Reproduza na íntegra, sem nenhuma alteração, o texto sobre as cinco propostas de Álvaro García Linera para a esquerda mundial.

## Trecho apresentado
++++
As 5 propostas de Álvaro García Linera para a esquerda mundial
Linera: “A esquerda não pode se contentar apenas com o
diagnóstico e a denúncia. Precisa construir um novo sentido comum, recuperar a
democracia e voltar a reivindicar ideais universais”
O
vice-presidente da Bolívia, Álvaro García Linera, foi convidado a participar do
IV Congresso do Partido da Esquerda Europeia, realizado de 13 a 15 de dezembro,
em Madri. Falando para representantes de 30 organizações da esquerda europeia,
Linera apresentou um programa de cinco propostas para superar a situação de
debilidade da esquerda hoje na Europa e em outras regiões do mundo. Álvaro
Linera é hoje um dos principais pensadores da esquerda mundial, aliando
capacidade intelectual com a experiência de governo que vem tendo na Bolívia.
Nestes dias onde se fala muito de crise da representação e de crise da política,
vale a pena ler as propostas de Linera para a esquerda mundial. As cinco
propostas que ele apresentou são as seguintes:
1.
Construir um novo sentido comum
A
esquerda não pode se contentar apenas com o diagnóstico e a denúncia. O
diagnóstico e a denúncia servem para gerar indignação moral e é importante a
expansão da indignação moral, mas não gera vontade de poder. A denúncia não é
uma vontade de poder. Pode ser a antessala de uma vontade de poder, mas não é a
própria. A esquerda europeia e a esquerda mundial, diante desse turbilhão
destrutivo, depredador da natureza e do ser humano, impulsionado pelo
capitalismo contemporâneo, tem que aparecer com propostas ou com iniciativas.
++++
## Dados fornecidos

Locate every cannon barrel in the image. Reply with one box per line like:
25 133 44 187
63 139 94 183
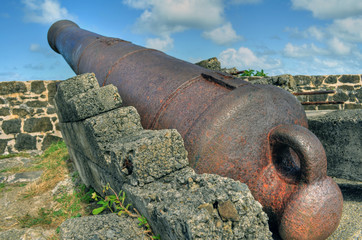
48 20 343 239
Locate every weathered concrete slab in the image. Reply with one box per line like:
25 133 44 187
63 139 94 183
59 214 148 240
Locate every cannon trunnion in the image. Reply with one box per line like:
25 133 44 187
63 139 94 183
48 20 343 239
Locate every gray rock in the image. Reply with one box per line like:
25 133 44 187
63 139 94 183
30 81 45 94
324 75 339 84
13 108 30 118
5 171 43 183
0 139 8 154
41 134 62 151
1 118 21 134
59 214 148 240
308 109 362 181
0 81 27 95
24 117 53 133
26 100 48 108
55 74 271 239
123 170 271 240
0 107 10 116
339 75 361 83
59 85 122 122
15 133 36 151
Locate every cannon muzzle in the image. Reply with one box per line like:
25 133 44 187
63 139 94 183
48 20 343 240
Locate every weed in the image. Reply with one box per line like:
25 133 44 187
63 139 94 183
0 152 30 159
241 69 267 77
92 183 160 239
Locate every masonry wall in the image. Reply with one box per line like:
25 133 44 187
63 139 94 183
0 81 61 155
246 74 362 110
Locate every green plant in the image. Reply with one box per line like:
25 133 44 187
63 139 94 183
241 69 267 77
92 183 161 239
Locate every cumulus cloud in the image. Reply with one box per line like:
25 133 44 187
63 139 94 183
292 0 362 19
328 16 362 42
146 36 173 51
283 43 328 58
230 0 262 4
202 22 243 45
219 47 281 69
328 37 351 55
123 0 224 36
22 0 74 24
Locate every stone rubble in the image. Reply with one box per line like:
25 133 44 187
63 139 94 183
55 74 271 240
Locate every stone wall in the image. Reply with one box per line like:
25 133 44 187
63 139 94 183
0 81 61 155
55 74 271 240
246 74 362 110
196 57 362 110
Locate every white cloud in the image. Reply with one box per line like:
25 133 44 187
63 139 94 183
328 16 362 42
283 43 328 58
307 26 325 41
230 0 262 4
292 0 362 19
22 0 74 24
328 37 351 55
202 22 242 45
218 47 281 70
146 36 173 51
123 0 224 36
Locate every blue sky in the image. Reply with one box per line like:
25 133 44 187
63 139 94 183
0 0 362 81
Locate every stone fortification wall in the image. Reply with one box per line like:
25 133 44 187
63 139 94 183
246 74 362 110
0 81 61 155
55 74 271 240
196 57 362 110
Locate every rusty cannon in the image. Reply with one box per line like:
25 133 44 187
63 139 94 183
48 20 343 240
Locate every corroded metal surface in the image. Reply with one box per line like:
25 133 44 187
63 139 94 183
48 21 342 239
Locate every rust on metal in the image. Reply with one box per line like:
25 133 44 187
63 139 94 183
293 90 335 96
48 20 342 240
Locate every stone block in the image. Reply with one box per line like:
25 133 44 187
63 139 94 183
109 129 188 185
324 75 339 84
26 100 48 108
344 104 362 110
123 167 272 240
1 118 21 134
294 75 312 86
355 88 362 103
0 81 27 95
30 81 45 94
318 104 341 110
41 134 62 151
47 82 57 105
313 76 325 87
0 139 8 154
337 85 354 91
339 75 361 83
47 107 56 114
24 117 53 133
59 214 149 240
0 107 10 116
13 108 30 118
15 133 36 151
333 92 349 102
308 109 362 181
56 85 122 122
55 73 99 101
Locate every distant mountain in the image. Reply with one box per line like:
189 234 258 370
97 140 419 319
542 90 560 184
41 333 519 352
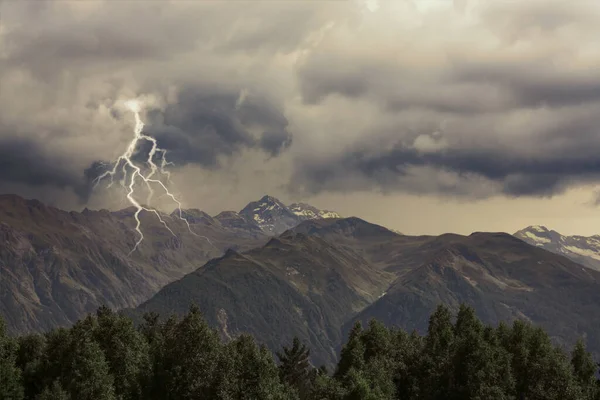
0 195 338 333
0 195 268 332
514 225 600 271
288 203 342 221
238 195 341 236
137 218 600 362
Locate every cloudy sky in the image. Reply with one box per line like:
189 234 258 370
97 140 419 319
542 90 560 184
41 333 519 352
0 0 600 234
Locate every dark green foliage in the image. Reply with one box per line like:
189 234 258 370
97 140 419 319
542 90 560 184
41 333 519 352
0 305 600 400
0 318 23 400
35 381 70 400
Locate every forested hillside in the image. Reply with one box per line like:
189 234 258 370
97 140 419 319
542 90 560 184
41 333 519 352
0 305 600 400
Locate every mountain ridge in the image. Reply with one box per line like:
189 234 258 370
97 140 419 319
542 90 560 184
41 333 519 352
514 225 600 271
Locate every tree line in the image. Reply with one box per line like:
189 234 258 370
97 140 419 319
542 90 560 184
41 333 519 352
0 305 600 400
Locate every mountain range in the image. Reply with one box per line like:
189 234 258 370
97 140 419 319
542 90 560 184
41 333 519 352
0 195 600 365
514 225 600 271
0 195 338 332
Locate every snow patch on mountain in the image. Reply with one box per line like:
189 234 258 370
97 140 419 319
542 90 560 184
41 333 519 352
239 195 341 235
514 225 600 271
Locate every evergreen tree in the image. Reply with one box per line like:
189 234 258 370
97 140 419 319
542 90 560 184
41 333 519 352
419 305 454 400
276 337 313 399
94 306 150 400
154 306 222 400
335 321 365 379
571 340 598 400
17 334 46 399
66 316 116 400
35 381 70 400
0 317 23 400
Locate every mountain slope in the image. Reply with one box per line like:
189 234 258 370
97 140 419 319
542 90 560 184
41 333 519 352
0 195 266 332
132 232 393 363
514 226 600 271
138 218 600 362
344 233 600 355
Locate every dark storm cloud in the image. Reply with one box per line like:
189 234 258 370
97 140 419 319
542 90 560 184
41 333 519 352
0 138 91 202
0 0 600 208
294 143 600 197
146 87 291 168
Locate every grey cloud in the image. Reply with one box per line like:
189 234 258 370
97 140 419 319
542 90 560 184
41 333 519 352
141 87 291 168
0 138 91 203
0 0 600 208
294 141 600 197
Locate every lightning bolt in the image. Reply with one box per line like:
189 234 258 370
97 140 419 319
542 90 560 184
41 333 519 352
94 100 216 255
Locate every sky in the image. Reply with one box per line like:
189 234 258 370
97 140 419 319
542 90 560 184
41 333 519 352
0 0 600 235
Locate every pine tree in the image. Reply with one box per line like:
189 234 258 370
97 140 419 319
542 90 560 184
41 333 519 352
35 381 71 400
62 316 116 400
335 321 365 379
419 305 454 400
17 334 46 399
94 306 150 400
0 317 23 400
571 340 598 400
276 337 313 398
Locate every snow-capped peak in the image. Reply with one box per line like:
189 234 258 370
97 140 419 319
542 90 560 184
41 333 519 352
514 225 600 271
289 203 342 220
240 195 341 235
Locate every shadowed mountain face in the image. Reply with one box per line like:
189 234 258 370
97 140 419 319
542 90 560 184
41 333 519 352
132 232 393 363
0 195 267 332
138 218 600 362
0 196 600 364
344 233 600 355
514 226 600 271
0 195 338 332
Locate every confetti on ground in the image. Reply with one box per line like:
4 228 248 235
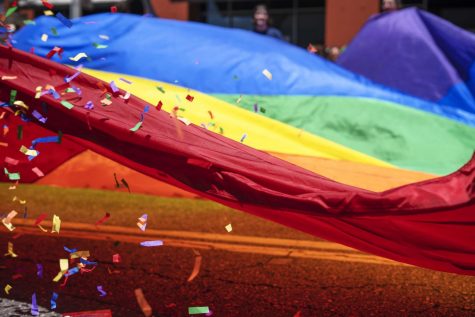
51 292 58 309
31 167 45 177
56 12 73 28
31 293 40 316
140 240 163 247
69 52 87 62
112 253 121 263
97 285 107 297
137 214 148 231
188 306 209 315
51 215 61 234
61 100 74 110
134 288 152 317
262 68 272 80
5 284 12 295
2 210 18 231
5 242 18 258
187 250 202 282
96 212 111 226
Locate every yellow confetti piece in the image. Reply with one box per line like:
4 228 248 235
20 145 38 157
5 284 12 294
5 242 18 258
69 52 87 62
51 215 61 234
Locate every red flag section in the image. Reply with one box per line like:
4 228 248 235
0 47 475 275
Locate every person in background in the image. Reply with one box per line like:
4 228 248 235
381 0 401 12
253 4 283 40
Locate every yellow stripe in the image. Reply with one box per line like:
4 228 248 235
83 69 394 167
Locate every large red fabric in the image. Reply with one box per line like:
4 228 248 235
0 47 475 275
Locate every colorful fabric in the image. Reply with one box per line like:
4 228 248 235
10 14 475 175
338 8 475 114
0 47 475 275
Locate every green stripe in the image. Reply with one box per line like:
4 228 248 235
214 95 475 175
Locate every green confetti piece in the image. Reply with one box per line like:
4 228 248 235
92 42 107 49
16 125 23 140
130 121 143 132
10 89 17 105
3 168 20 181
188 306 209 315
5 7 18 18
61 100 74 110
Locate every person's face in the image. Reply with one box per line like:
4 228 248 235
254 11 269 26
383 0 397 11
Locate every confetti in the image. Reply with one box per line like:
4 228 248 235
3 167 20 181
140 240 163 247
4 156 19 165
96 212 111 226
129 105 150 132
32 110 48 123
2 210 18 231
5 284 12 295
56 12 73 28
137 214 148 231
50 292 58 309
187 250 202 282
188 306 209 315
5 242 18 258
61 100 74 110
51 215 61 234
112 253 121 263
69 52 87 62
262 68 272 80
36 263 43 278
31 293 40 316
92 42 107 50
31 167 45 177
5 6 18 18
134 288 152 317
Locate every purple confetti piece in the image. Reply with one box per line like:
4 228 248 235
32 110 48 123
56 12 73 28
64 72 81 83
109 81 119 93
51 292 58 309
119 77 132 85
31 293 40 316
140 240 163 247
84 101 94 110
97 285 107 297
36 263 43 278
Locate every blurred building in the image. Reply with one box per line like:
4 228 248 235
13 0 475 47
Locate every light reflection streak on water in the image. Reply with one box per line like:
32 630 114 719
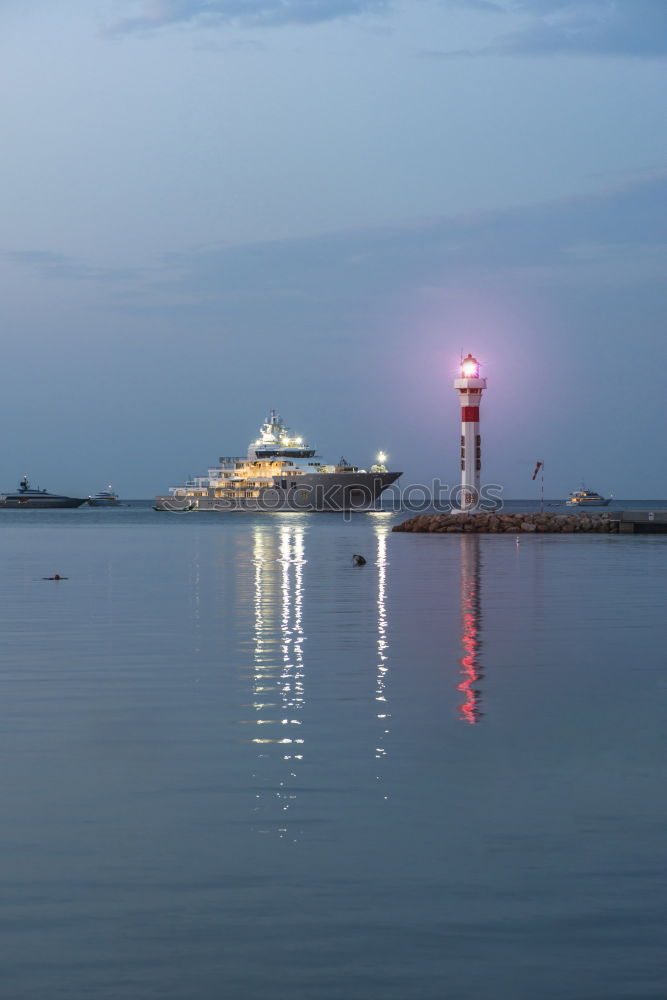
375 526 391 760
458 535 483 726
252 525 305 836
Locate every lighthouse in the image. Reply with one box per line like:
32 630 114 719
454 354 486 513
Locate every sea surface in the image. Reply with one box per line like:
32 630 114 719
0 501 667 1000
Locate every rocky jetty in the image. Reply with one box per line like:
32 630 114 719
392 511 619 535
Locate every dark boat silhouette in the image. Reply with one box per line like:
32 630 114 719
0 476 86 510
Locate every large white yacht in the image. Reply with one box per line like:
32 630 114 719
154 410 401 513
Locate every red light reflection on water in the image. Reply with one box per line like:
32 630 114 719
457 536 482 726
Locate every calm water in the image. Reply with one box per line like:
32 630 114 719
0 507 667 1000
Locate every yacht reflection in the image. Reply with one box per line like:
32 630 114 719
375 525 391 758
458 535 484 726
252 525 306 835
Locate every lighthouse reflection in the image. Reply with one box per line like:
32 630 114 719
375 525 391 758
457 534 484 726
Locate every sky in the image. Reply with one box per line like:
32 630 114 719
0 0 667 498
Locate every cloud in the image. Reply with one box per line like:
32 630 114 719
430 0 667 58
103 177 667 320
105 0 391 35
6 176 667 314
0 250 142 282
499 0 667 57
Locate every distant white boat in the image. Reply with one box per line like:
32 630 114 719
565 487 612 507
88 485 120 507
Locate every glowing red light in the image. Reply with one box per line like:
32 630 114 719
461 354 479 378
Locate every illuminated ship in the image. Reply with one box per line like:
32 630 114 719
154 410 401 512
565 486 612 507
0 476 86 510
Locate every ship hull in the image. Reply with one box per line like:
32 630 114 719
0 495 86 510
154 472 401 514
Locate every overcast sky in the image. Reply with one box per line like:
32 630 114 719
0 0 667 497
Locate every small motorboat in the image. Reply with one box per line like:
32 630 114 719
565 486 612 507
0 476 86 510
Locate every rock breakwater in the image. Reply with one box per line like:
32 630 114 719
392 511 619 535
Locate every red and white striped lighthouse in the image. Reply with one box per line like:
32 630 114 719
454 354 486 512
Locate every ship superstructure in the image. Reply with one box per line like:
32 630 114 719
155 410 401 512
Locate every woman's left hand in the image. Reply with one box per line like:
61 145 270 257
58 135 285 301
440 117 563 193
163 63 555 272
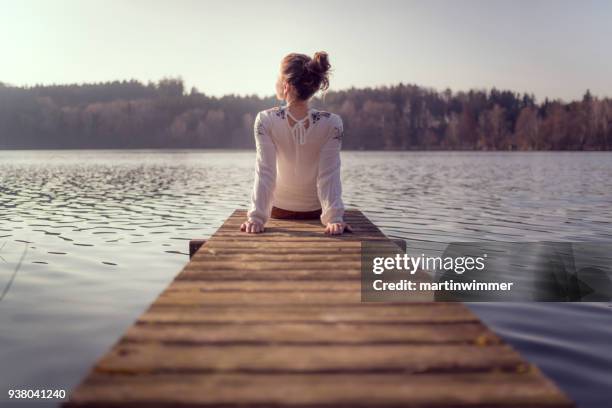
325 222 353 235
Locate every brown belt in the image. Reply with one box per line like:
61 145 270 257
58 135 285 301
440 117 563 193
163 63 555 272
270 207 322 220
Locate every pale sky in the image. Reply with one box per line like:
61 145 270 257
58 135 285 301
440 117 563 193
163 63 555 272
0 0 612 101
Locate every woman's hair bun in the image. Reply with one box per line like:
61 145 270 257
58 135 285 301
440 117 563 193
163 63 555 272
309 51 331 74
281 51 331 100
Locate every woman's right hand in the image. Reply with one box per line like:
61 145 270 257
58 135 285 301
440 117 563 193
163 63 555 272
240 220 264 234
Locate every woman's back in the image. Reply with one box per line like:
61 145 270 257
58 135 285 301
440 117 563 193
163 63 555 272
249 106 343 220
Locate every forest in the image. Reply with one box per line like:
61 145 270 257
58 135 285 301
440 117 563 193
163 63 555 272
0 77 612 150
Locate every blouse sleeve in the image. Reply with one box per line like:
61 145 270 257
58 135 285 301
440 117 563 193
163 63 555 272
317 115 344 225
247 112 276 224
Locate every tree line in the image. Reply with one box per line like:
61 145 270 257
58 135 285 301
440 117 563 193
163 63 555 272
0 77 612 150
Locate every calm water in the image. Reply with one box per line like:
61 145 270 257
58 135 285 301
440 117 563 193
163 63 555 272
0 151 612 407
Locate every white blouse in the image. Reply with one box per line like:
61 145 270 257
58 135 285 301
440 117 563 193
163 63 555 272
247 106 344 225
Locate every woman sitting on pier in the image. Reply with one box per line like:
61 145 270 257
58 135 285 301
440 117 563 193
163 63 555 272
240 51 351 234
++++
## Resolução
As 5 propostas de Álvaro García Linera para a esquerda mundial
Linera: “A esquerda não pode se contentar apenas com o
diagnóstico e a denúncia. Precisa construir um novo sentido comum, recuperar a
democracia e voltar a reivindicar ideais universais”
O
vice-presidente da Bolívia, Álvaro García Linera, foi convidado a participar do
IV Congresso do Partido da Esquerda Europeia, realizado de 13 a 15 de dezembro,
em Madri. Falando para representantes de 30 organizações da esquerda europeia,
Linera apresentou um programa de cinco propostas para superar a situação de
debilidade da esquerda hoje na Europa e em outras regiões do mundo. Álvaro
Linera é hoje um dos principais pensadores da esquerda mundial, aliando
capacidade intelectual com a experiência de governo que vem tendo na Bolívia.
Nestes dias onde se fala muito de crise da representação e de crise da política,
vale a pena ler as propostas de Linera para a esquerda mundial. As cinco
propostas que ele apresentou são as seguintes:
1.
Construir um novo sentido comum
A
esquerda não pode se contentar apenas com o diagnóstico e a denúncia. O
diagnóstico e a denúncia servem para gerar indignação moral e é importante a
expansão da indignação moral, mas não gera vontade de poder. A denúncia não é
uma vontade de poder. Pode ser a antessala de uma vontade de poder, mas não é a
própria. A esquerda europeia e a esquerda mundial, diante desse turbilhão
destrutivo, depredador da natureza e do ser humano, impulsionado pelo
capitalismo contemporâneo, tem que aparecer com propostas ou com iniciativas.